>> start Supplied passage

A gunman who killed one person and wounded five others following a dispute over a dog on the French island of Corsica Wednesday committed suicide after holing up in the building where he lived, officials said.

Corsica gunman found dead after killing one in dog dispute
Photos: AFP
French Interior Minister Christophe Castaner said an elite police unit had “intervened” and the body of the shooter had been found after the incident in the Corsican capital Bastia.
   
“He committed suicide,” the minister told the National Assembly in Paris.
   
Authorities ruled out terrorism and said a dispute with neighbours over a dog appeared to be the cause.
   
One police officer was among those injured as the assailant, who had a criminal record, opened fire in the building and on the street mid-afternoon.
   
The policeman was in intensive care but “his life is not in danger”, Castaner said.
 
Photo: AFP
 
“In total six people were shot, one of whom has died,” said local prosecutor Caroline Tharot.
   
The dead man was described as a local public housing official on the French Mediterranean island.
   
The shooter, Joseph Orsoni, in his sixties, was no stranger to Corsica's courts, having two previous convictions for armed offences, the prosecutor said.
   
The cause of the rampage seemed to stem from a long-running dispute over Orsoni's dog which had bitten his neighbour's partner, Tharot said.

>> end Supplied passage
>> start Source excerpt

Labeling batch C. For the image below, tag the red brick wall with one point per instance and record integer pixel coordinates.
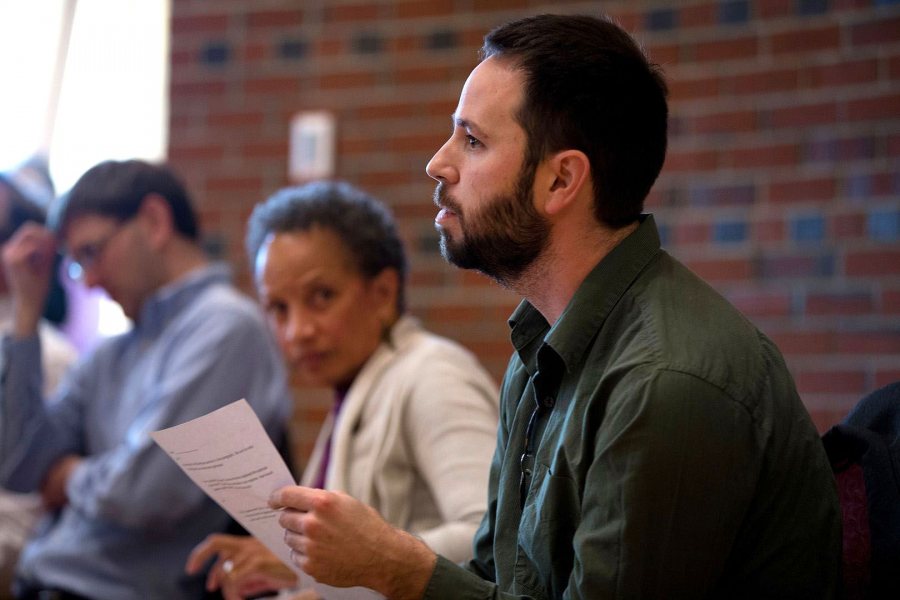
(781, 188)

>> end Source excerpt

Job:
Retype the part of the Corsica shooting report starting at "The shooter, Joseph" and ending at "the prosecutor said.".

Response to this task:
The shooter, Joseph Orsoni, in his sixties, was no stranger to Corsica's courts, having two previous convictions for armed offences, the prosecutor said.